Work to do
Convert the entire listing below into a numbered list with one item per line. Omit blank lines and the pictures.

Given records
━━━━━━

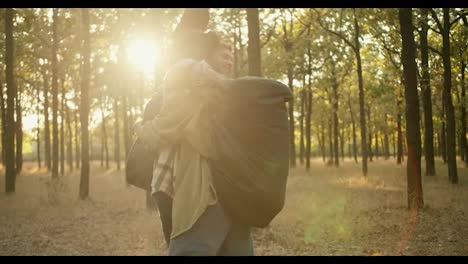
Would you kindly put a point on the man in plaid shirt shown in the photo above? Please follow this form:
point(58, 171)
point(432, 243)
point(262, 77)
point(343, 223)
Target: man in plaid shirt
point(162, 188)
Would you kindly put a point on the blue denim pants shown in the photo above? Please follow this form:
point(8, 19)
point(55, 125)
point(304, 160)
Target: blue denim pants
point(214, 234)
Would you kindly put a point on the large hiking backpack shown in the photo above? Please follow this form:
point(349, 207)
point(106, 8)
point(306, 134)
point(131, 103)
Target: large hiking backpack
point(252, 135)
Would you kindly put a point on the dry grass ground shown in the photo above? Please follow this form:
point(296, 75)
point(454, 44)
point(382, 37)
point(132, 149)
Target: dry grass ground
point(328, 212)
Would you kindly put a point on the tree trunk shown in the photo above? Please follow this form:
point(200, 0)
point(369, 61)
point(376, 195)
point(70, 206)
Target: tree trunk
point(362, 111)
point(62, 131)
point(19, 132)
point(253, 48)
point(386, 141)
point(342, 143)
point(399, 140)
point(47, 147)
point(369, 147)
point(353, 126)
point(84, 107)
point(426, 98)
point(10, 175)
point(117, 134)
point(463, 112)
point(322, 141)
point(292, 143)
point(105, 153)
point(377, 149)
point(77, 142)
point(330, 141)
point(394, 145)
point(55, 131)
point(451, 152)
point(413, 164)
point(335, 116)
point(125, 124)
point(301, 137)
point(309, 108)
point(70, 138)
point(3, 115)
point(443, 147)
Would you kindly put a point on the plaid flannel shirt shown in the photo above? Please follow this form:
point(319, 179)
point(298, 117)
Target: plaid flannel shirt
point(163, 168)
point(163, 172)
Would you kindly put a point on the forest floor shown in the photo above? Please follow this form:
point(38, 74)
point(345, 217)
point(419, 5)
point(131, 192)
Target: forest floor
point(329, 211)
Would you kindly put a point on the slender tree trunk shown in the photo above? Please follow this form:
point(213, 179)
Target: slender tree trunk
point(413, 164)
point(10, 175)
point(309, 108)
point(443, 146)
point(353, 126)
point(291, 120)
point(322, 140)
point(117, 134)
point(369, 147)
point(426, 98)
point(350, 146)
point(77, 142)
point(55, 131)
point(19, 132)
point(38, 135)
point(62, 131)
point(236, 60)
point(377, 148)
point(399, 140)
point(302, 141)
point(84, 107)
point(70, 138)
point(362, 111)
point(330, 141)
point(105, 149)
point(394, 145)
point(47, 147)
point(335, 116)
point(386, 141)
point(253, 48)
point(125, 125)
point(3, 115)
point(463, 113)
point(451, 145)
point(342, 143)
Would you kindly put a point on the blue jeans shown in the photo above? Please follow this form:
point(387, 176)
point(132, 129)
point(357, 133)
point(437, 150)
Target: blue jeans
point(214, 234)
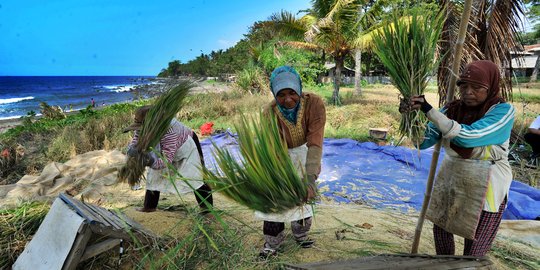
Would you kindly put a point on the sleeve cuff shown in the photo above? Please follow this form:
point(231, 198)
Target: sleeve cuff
point(449, 128)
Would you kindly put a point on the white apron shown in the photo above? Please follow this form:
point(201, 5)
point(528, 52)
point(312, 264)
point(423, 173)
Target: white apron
point(187, 163)
point(298, 157)
point(458, 195)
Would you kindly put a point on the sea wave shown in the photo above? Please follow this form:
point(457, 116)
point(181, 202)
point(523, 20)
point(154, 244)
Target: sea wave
point(15, 117)
point(119, 88)
point(13, 100)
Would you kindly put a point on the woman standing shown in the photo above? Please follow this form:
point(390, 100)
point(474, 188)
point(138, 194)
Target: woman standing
point(179, 147)
point(301, 119)
point(471, 188)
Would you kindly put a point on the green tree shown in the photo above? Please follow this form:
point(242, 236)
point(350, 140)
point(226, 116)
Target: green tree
point(492, 34)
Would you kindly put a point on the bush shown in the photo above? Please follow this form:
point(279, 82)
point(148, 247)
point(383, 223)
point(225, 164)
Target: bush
point(252, 80)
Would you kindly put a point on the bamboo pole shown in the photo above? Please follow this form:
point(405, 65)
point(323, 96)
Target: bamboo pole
point(458, 49)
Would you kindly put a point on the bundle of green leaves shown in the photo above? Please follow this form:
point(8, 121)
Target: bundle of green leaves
point(155, 125)
point(264, 178)
point(407, 47)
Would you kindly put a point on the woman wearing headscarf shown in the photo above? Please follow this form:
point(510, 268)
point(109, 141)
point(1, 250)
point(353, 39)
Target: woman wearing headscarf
point(179, 147)
point(471, 187)
point(301, 118)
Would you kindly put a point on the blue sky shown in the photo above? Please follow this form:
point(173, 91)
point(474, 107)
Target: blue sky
point(118, 37)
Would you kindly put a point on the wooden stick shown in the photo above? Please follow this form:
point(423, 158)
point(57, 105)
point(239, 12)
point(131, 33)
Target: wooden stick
point(458, 49)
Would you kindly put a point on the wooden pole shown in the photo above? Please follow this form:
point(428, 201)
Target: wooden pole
point(458, 49)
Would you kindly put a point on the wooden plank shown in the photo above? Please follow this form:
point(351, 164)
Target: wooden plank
point(99, 248)
point(77, 249)
point(137, 228)
point(107, 217)
point(400, 261)
point(109, 232)
point(80, 208)
point(52, 243)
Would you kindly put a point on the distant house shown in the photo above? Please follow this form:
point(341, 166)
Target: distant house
point(347, 74)
point(523, 61)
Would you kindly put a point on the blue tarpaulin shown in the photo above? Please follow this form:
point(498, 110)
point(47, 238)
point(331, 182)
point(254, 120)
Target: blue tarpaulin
point(383, 176)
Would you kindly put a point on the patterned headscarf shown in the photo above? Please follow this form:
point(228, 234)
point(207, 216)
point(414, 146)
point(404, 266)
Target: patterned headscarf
point(286, 77)
point(486, 74)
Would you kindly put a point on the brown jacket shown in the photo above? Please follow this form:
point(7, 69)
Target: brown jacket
point(309, 129)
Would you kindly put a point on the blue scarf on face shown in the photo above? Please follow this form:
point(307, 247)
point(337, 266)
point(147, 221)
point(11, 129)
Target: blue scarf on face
point(290, 114)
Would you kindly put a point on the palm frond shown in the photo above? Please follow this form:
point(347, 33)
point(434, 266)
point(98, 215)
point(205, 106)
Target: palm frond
point(491, 36)
point(407, 48)
point(286, 24)
point(155, 125)
point(265, 178)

━━━━━━

Worked answer
1. Would you kindly put a point on the man in plaid shirt shown in the photo above? Please follow this form:
2. point(58, 171)
3. point(432, 243)
4. point(262, 77)
5. point(343, 223)
6. Target: man in plaid shirt
7. point(162, 188)
8. Would you kindly put a point on the blue denim pants shown in the photo above? Please follow this form:
9. point(8, 19)
10. point(55, 125)
11. point(304, 160)
12. Target: blue denim pants
13. point(214, 234)
14. Would you kindly put a point on the large hiking backpack shown in the photo above? Please follow this form:
15. point(349, 207)
16. point(106, 8)
17. point(306, 134)
18. point(131, 103)
19. Target: large hiking backpack
20. point(252, 135)
21. Would you kindly put a point on the dry grass ground shown in the photo above? Please follow this form:
22. point(296, 75)
23. point(454, 44)
24. point(382, 37)
25. point(132, 149)
26. Target: dry grass ground
27. point(328, 212)
28. Would you kindly put a point on the tree trunk shown in the photo above? Please follow this form:
29. point(200, 0)
30. point(369, 61)
31. point(376, 195)
32. point(70, 206)
33. Target: tree trunk
34. point(362, 111)
35. point(62, 131)
36. point(19, 132)
37. point(253, 48)
38. point(386, 141)
39. point(342, 143)
40. point(399, 140)
41. point(47, 147)
42. point(369, 147)
43. point(353, 126)
44. point(84, 107)
45. point(426, 98)
46. point(10, 175)
47. point(117, 134)
48. point(463, 112)
49. point(322, 141)
50. point(292, 143)
51. point(105, 153)
52. point(377, 149)
53. point(77, 142)
54. point(330, 141)
55. point(394, 145)
56. point(55, 131)
57. point(451, 152)
58. point(413, 164)
59. point(335, 116)
60. point(125, 124)
61. point(301, 137)
62. point(309, 108)
63. point(70, 138)
64. point(3, 115)
65. point(443, 147)
66. Would you kindly put a point on the plaid flannel shirt shown in the photo above? Please follow this form:
67. point(319, 179)
68. point(298, 117)
69. Target: plaid flannel shirt
70. point(163, 168)
71. point(163, 172)
72. Would you kindly put a point on the forest floor shown in the photo above? Please follow this form:
73. point(38, 74)
74. point(345, 217)
75. point(419, 5)
76. point(131, 192)
77. Target: forest floor
78. point(329, 211)
79. Would you kindly put a point on the slender tree trunk shown in the photo above? Please follow this form:
80. point(213, 179)
81. Target: slender tree trunk
82. point(413, 164)
83. point(10, 175)
84. point(309, 108)
85. point(443, 146)
86. point(353, 126)
87. point(291, 120)
88. point(322, 140)
89. point(117, 134)
90. point(369, 147)
91. point(426, 98)
92. point(350, 146)
93. point(77, 142)
94. point(55, 131)
95. point(19, 132)
96. point(38, 135)
97. point(62, 131)
98. point(236, 60)
99. point(377, 148)
100. point(399, 140)
101. point(302, 141)
102. point(84, 107)
103. point(70, 138)
104. point(362, 111)
105. point(330, 141)
106. point(105, 149)
107. point(394, 145)
108. point(47, 147)
109. point(335, 116)
110. point(386, 141)
111. point(253, 48)
112. point(125, 125)
113. point(3, 115)
114. point(463, 113)
115. point(451, 145)
116. point(342, 143)
117. Would you kindly put a point on the blue jeans shown in the photo above? Please follow this form:
118. point(387, 176)
119. point(132, 129)
120. point(357, 133)
121. point(437, 150)
122. Target: blue jeans
123. point(214, 234)
124. Would you kindly put a point on the sleeve cuff shown in the photo above? Please follow this form:
125. point(231, 198)
126. Target: sleeve cuff
127. point(449, 128)
128. Would you kindly put a point on the white apron shown in the photo above? Please follow this form:
129. point(201, 5)
130. point(528, 52)
131. point(312, 264)
132. point(423, 173)
133. Target: white apron
134. point(187, 163)
135. point(298, 157)
136. point(458, 195)
137. Would you kindly put a point on the sea wave shown in the photo above? Please follow this form:
138. point(457, 116)
139. point(181, 202)
140. point(523, 20)
141. point(154, 244)
142. Target: sea wave
143. point(15, 117)
144. point(119, 88)
145. point(13, 100)
146. Would you kindly put a point on the woman standing shown in the photo above? Please follow this form:
147. point(390, 100)
148. point(474, 188)
149. point(138, 194)
150. Target: woman standing
151. point(179, 147)
152. point(301, 119)
153. point(471, 188)
154. Would you kindly put a point on the green tree shown in the photo above? Please follow this form:
155. point(242, 236)
156. point(350, 140)
157. point(226, 116)
158. Target: green tree
159. point(492, 34)
160. Would you kindly put a point on the bush shown in the photo above? Please follow this form:
161. point(279, 82)
162. point(148, 247)
163. point(383, 223)
164. point(225, 164)
165. Target: bush
166. point(252, 80)
167. Would you kindly put a point on the bamboo pole shown in the photo above? Please follow this form:
168. point(405, 65)
169. point(323, 96)
170. Target: bamboo pole
171. point(458, 49)
172. Would you kindly put a point on the bundle of green leaves shown in the photo above? Please follow this form:
173. point(8, 121)
174. Target: bundle of green leaves
175. point(155, 125)
176. point(264, 178)
177. point(407, 47)
178. Would you kindly put a point on the woman wearing headscarf shown in the photo above? Please follow this form:
179. point(510, 268)
180. point(109, 141)
181. point(1, 250)
182. point(353, 39)
183. Target: woman wearing headscarf
184. point(179, 147)
185. point(471, 187)
186. point(301, 118)
187. Would you kindly put a point on the blue sky shown in the photo above? Please follow this form:
188. point(173, 91)
189. point(474, 107)
190. Target: blue sky
191. point(118, 37)
192. Would you kindly put a point on the wooden stick shown in the photo above? Please follow this form:
193. point(423, 158)
194. point(57, 105)
195. point(239, 12)
196. point(131, 33)
197. Target: wooden stick
198. point(458, 49)
199. Would you kindly put a point on the wooden pole shown in the photo above? Please follow this form:
200. point(428, 201)
201. Target: wooden pole
202. point(458, 49)
203. Would you kindly put a point on the wooden plank shown in the photo above? Please follow this form:
204. point(351, 164)
205. Target: wooden plank
206. point(99, 248)
207. point(77, 249)
208. point(137, 228)
209. point(107, 217)
210. point(400, 261)
211. point(109, 232)
212. point(80, 208)
213. point(52, 243)
214. Would you kindly put a point on the distant house shown in the photo above? Please follow this form:
215. point(341, 166)
216. Target: distant house
217. point(347, 74)
218. point(523, 61)
219. Would you kindly put a point on the blue tarpaulin shown in the photo above? Please follow this form:
220. point(498, 110)
221. point(47, 238)
222. point(331, 182)
223. point(254, 120)
224. Target: blue tarpaulin
225. point(383, 176)
226. Would you kindly put a point on the patterned headscarf shown in the photo above? Please follow this form:
227. point(228, 234)
228. point(207, 216)
229. point(414, 146)
230. point(404, 266)
231. Target: patterned headscarf
232. point(286, 77)
233. point(486, 74)
234. Would you kindly put a point on the brown jacket shown in the photo above? Please follow this form:
235. point(7, 69)
236. Target: brown jacket
237. point(309, 129)
238. Would you kindly put a point on the blue scarf on face shown in the photo above? Please follow this form:
239. point(307, 247)
240. point(337, 266)
241. point(147, 221)
242. point(11, 129)
243. Target: blue scarf on face
244. point(290, 114)
245. Would you kindly put a point on the palm frond shown in the photo above? Please follow this form:
246. point(347, 33)
247. point(434, 266)
248. point(98, 215)
249. point(205, 106)
250. Target: palm frond
251. point(491, 36)
252. point(407, 48)
253. point(286, 24)
254. point(155, 125)
255. point(265, 178)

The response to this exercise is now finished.